Si riporta l’articolo stampa apparso su Zona Franca News.
L’emergenza sanitaria da COVID 19 ha indotto gli Stati ad introdurre severe misure anticontagio, tuttora presenti in differente misura a livello globale, riguardanti gli spostamenti sul territorio delle persone fisiche, la sospensione dell’attività d’impresa e l’introduzione di specifici protocolli nei luoghi di lavoro. Alcune aziende hanno fatto ricorso al lavoro a distanza focalizzando i propri servizi alla clientela attraverso i canali digitali impegnando altresì i propri settori IT per la continuità aziendale e per proteggere l’azienda ed i suoi clienti dalle minacce informatiche.
Altre aziende, travolte dall’emergenza, hanno semplicemente trasposto presso l’abitazione del lavoratore le abituali modalità lavorative (cd telelavoro) ampliando notevolmente, a volte inconsapevolmente, l’esposizione ai rischi: non conformità normativa, condotte inappropriate dei collaboratori, mancanza di sicurezza dell’infrastruttura tecnologica, utilizzo di dispositivi personali non autorizzati ed errori operativi rappresentano alcuni esempi. In una esperienza recente, un’azienda che ha subito un attacco hacker è riuscita a ripristinare l’operatività con notevoli sforzi dopo diversi giorni. A posteriori il management ha voluto immediatamente comprendere quali fossero le vulnerabilità dei propri sistemi informativi al fine di evitare il ripetersi un eventuale ulteriore attacco analogo.
Oggi le aziende fanno affidamento sui sistemi informatici sia per l’efficacia della propria attività d’impresa sia per il supporto alle decisioni del management. I costi connessi alla violazione del sistema informativo sono considerevoli e spaziano dalla perdita di affari, al ripristino dei sistemi (tempi e costi), ai danni reputazionali con estensione all’intera supply chain ed ai terzi (clienti, fornitori, dipendenti, etc). Il management ha dunque responsabilità di far comprendere a tutti i livelli dell’azienda la portata di questa tipologia di minacce ed ha il dovere di mettersi nelle condizioni di:
(1) allocare le giuste risorse per gestire la sicurezza informatica,
(2) governare il rischio ed assumere decisioni rapide ed efficaci
(3) costruire una cultura organizzativa in cui tutti siano consapevoli delle proprie responsabilità.
══════
- **Il tuo compito**
Rispondi a queste domande sull'articolo sulla sicurezza informatica:
1. Con quale termine l'articolo indica il trasferimento delle abituali modalità lavorative presso l'abitazione del lavoratore?
2. Dopo quanto tempo l'azienda colpita da un attacco hacker è riuscita a ripristinare l'operatività?
3. Che tipo di cultura organizzativa deve costruire il management?
I dati che seguono non hanno alcun ruolo nell'esercizio.

- **Dati registrati**
══════
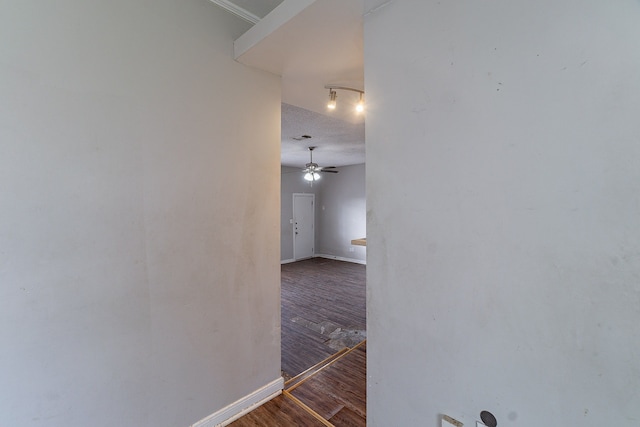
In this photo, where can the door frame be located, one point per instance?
(313, 224)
══════
- **Soluzione del compito**
1. Con il termine telelavoro.
2. Dopo diversi giorni, con notevoli sforzi.
3. Una cultura organizzativa in cui tutti siano consapevoli delle proprie responsabilità.